(Collected data)

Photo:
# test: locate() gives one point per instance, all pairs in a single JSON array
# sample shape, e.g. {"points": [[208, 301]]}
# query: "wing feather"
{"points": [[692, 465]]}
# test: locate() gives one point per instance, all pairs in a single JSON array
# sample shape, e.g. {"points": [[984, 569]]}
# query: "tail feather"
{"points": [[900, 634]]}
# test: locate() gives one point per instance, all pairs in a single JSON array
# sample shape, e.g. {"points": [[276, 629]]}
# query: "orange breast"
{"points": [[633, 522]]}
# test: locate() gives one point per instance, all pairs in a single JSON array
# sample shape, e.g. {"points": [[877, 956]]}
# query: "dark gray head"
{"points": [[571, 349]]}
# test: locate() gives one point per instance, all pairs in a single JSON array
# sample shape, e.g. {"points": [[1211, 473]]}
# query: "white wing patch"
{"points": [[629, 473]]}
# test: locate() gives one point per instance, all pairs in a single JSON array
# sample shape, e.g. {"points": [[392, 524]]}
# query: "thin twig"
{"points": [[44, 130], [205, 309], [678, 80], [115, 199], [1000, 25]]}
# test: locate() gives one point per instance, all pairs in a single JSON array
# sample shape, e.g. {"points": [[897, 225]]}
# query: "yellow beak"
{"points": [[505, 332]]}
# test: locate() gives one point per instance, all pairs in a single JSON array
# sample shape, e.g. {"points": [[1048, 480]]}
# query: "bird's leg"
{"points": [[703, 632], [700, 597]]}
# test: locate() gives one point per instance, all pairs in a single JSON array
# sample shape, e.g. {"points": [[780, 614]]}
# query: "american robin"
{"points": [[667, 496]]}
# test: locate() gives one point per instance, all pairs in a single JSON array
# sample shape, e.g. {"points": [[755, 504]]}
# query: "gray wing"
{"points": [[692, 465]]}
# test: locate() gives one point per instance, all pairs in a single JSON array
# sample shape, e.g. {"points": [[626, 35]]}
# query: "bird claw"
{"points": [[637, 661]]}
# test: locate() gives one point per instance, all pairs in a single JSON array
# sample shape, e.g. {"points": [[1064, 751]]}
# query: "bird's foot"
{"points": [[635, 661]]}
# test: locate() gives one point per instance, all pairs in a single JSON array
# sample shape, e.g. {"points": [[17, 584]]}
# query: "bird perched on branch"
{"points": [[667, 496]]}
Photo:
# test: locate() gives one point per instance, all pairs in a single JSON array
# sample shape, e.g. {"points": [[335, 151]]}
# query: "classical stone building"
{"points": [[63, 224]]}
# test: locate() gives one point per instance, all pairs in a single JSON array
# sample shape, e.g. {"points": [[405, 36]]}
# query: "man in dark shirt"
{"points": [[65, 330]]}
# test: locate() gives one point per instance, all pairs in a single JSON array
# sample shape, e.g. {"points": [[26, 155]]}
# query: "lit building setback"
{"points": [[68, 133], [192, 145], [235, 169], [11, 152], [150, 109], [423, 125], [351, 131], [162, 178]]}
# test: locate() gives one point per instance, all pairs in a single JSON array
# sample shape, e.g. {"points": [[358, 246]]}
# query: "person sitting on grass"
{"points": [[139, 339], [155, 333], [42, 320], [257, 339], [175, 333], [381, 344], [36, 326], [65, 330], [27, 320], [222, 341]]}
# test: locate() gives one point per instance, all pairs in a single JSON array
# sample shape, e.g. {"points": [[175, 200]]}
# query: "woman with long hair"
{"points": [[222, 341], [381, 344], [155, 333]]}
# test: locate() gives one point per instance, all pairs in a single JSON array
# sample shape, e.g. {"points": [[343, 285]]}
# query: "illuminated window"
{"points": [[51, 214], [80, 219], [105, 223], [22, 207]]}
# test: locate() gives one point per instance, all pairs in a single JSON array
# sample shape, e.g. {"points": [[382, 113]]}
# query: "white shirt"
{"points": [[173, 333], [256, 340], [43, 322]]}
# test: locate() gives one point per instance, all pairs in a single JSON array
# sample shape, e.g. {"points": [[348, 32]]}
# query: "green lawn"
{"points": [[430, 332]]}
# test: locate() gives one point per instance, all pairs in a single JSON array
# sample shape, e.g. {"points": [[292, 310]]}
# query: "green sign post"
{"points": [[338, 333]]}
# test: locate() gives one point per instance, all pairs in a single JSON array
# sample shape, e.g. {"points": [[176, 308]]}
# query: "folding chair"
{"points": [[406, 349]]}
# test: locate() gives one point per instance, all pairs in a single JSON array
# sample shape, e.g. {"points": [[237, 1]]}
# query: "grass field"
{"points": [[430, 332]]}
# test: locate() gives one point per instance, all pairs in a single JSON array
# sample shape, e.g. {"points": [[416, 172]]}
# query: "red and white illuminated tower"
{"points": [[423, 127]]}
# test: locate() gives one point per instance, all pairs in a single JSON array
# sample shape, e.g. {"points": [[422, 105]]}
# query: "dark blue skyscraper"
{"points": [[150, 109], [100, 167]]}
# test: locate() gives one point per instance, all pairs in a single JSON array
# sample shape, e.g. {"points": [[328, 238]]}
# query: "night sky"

## Directions for this task
Print all of the entries again, exactly as written.

## Written answer
Photo:
# test: locate() gives one point per instance, all pairs in a single JSON array
# sample shape, e.g. {"points": [[208, 301]]}
# query: "wing feather"
{"points": [[692, 465]]}
# test: locate() gives one point per instance, all pairs in a single JSON array
# sample shape, e.g. {"points": [[984, 569]]}
# query: "tail feather"
{"points": [[900, 634]]}
# test: locate() gives one point per instance, all pairs in a single JSON array
# sample shape, e.g. {"points": [[276, 629]]}
# query: "orange breast"
{"points": [[633, 522]]}
# test: locate() gives one point per instance, all pairs in a single JSON array
# sample shape, e.g. {"points": [[877, 956]]}
# query: "dark gray head"
{"points": [[571, 349]]}
# test: locate() gives one point per instance, all pairs in a single JSON array
# sample shape, e.g. {"points": [[1211, 473]]}
# query: "white wing patch"
{"points": [[629, 473]]}
# test: locate() gives one point per instance, all pairs in a single JSON array
# sample shape, e.g. {"points": [[392, 524]]}
# query: "thin twig"
{"points": [[44, 130], [205, 309], [678, 80], [115, 199], [1000, 25]]}
# test: locate() gives one point per instance, all pairs in a single JSON array
# sample shape, e.g. {"points": [[897, 225]]}
# query: "yellow beak"
{"points": [[505, 332]]}
# test: locate() gives one point per instance, all pairs in a single JSON array
# sample shape, e.g. {"points": [[1048, 480]]}
# query: "bird's leg"
{"points": [[703, 632], [700, 597]]}
# test: locate() gives one point per instance, all pairs in a single JSON array
# sample shape, e.g. {"points": [[780, 614]]}
# query: "american robin"
{"points": [[667, 496]]}
# test: locate() gives one point per instance, all pairs in a single JSON array
# sample shape, e.g. {"points": [[755, 504]]}
# query: "gray wing"
{"points": [[692, 465]]}
# test: locate() gives one point per instance, all pairs in a single JSON array
# sample shape, e.g. {"points": [[626, 35]]}
# query: "bird claw"
{"points": [[637, 661]]}
# test: locate() gives one point per instance, all pairs in a single JSON array
# sample shape, e.g. {"points": [[1064, 751]]}
# query: "bird's foot"
{"points": [[635, 661]]}
# test: locate() gives one point per instance, all pairs in a single JSON array
# sample shape, e.g. {"points": [[17, 584]]}
# query: "bird perched on branch"
{"points": [[667, 496]]}
Photo:
# test: locate() gives one point per instance, all pairs in a single JSON array
# sample shape, e.g. {"points": [[335, 151]]}
# query: "classical stone building"
{"points": [[63, 224]]}
# test: locate() gives one point per instance, all pairs in a single JSON array
# sample shape, e.g. {"points": [[405, 36]]}
# query: "man in dark shirt"
{"points": [[65, 330]]}
# test: locate() gives one point per instance, all pairs in a single JSON array
# sample shape, e.g. {"points": [[26, 155]]}
# query: "lit building setback"
{"points": [[68, 133], [192, 145], [235, 169], [11, 152], [150, 109], [423, 125], [351, 131], [162, 178]]}
# test: locate() gives one point per instance, all pairs in a single JSON array
# sample shape, e.g. {"points": [[358, 246]]}
# query: "person sitting on grass"
{"points": [[139, 339], [155, 333], [42, 320], [257, 339], [175, 333], [381, 344], [36, 326], [65, 330], [27, 320], [222, 341]]}
# test: locate() gives one point per instance, all pairs in a single JSON array
# sample shape, e.g. {"points": [[175, 200]]}
# query: "woman with long hair"
{"points": [[222, 341], [381, 344], [155, 333]]}
# test: locate() gives one point per instance, all pairs in a single JSON array
# sample shape, e.g. {"points": [[343, 285]]}
# query: "illuminated window"
{"points": [[51, 214], [80, 219], [105, 223], [22, 207]]}
# test: locate() gives one point per instance, all pairs in a single JSON array
# sample shape, e.g. {"points": [[382, 113]]}
# query: "white shirt"
{"points": [[173, 333], [256, 340], [43, 322]]}
# test: locate() gives one point per instance, all pairs in a single JSON array
# sample shape, e.g. {"points": [[348, 32]]}
# query: "green lawn"
{"points": [[430, 332]]}
# test: locate() gives one point per instance, all pairs in a single JSON array
# sample shape, e.g. {"points": [[292, 310]]}
# query: "green sign post"
{"points": [[338, 333]]}
# test: locate() gives one point per instance, all pairs in a single JSON array
# sample shape, e.g. {"points": [[176, 308]]}
# query: "folding chair"
{"points": [[406, 349]]}
# test: locate() gives one point per instance, all pairs in a single JSON array
# sample shape, e.g. {"points": [[237, 1]]}
# query: "grass field"
{"points": [[430, 332]]}
# test: locate() gives one point per instance, all pairs in a single JSON array
# sample shape, e.g. {"points": [[416, 172]]}
# query: "red and white illuminated tower"
{"points": [[423, 127]]}
# test: locate() gives one point per instance, all pairs in a single JSON array
# sample shape, e.g. {"points": [[422, 105]]}
# query: "dark blue skyscraper"
{"points": [[150, 109], [100, 167]]}
# test: locate() gives one point per instance, all pairs in a single JSON array
# sample shape, e.g. {"points": [[328, 238]]}
# query: "night sky"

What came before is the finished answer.